Natural language region descriptions

•••

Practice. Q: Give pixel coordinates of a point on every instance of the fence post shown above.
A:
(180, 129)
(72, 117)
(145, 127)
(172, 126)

•••

In your answer, repeat each of the records exactly.

◆ Exercise answer
Practice. Q: Give pixel coordinates of a point on every instance of the fence post shown above.
A:
(180, 129)
(72, 117)
(145, 127)
(172, 126)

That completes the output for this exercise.